### Work to complete
Reproduce each of the items below word for word.

### Extracted records

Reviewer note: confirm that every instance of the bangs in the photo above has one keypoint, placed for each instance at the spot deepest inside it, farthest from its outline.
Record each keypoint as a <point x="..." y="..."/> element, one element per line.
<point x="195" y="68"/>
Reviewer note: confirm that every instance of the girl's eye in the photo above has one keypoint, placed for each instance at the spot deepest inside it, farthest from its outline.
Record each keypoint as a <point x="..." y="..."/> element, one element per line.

### Task output
Reviewer note: confirm that every instance of the bangs in the photo above has one keypoint, placed for each instance at the spot deepest inside it, farthest from its outline.
Record each keypoint as a <point x="..." y="..."/> element, one element per line.
<point x="195" y="68"/>
Reviewer note: confirm that every instance of the girl's eye in the photo above has one keypoint, placed for each instance at the spot deepest inside it, farthest from its outline.
Record each keypoint as a <point x="..." y="..."/> element, one element per line.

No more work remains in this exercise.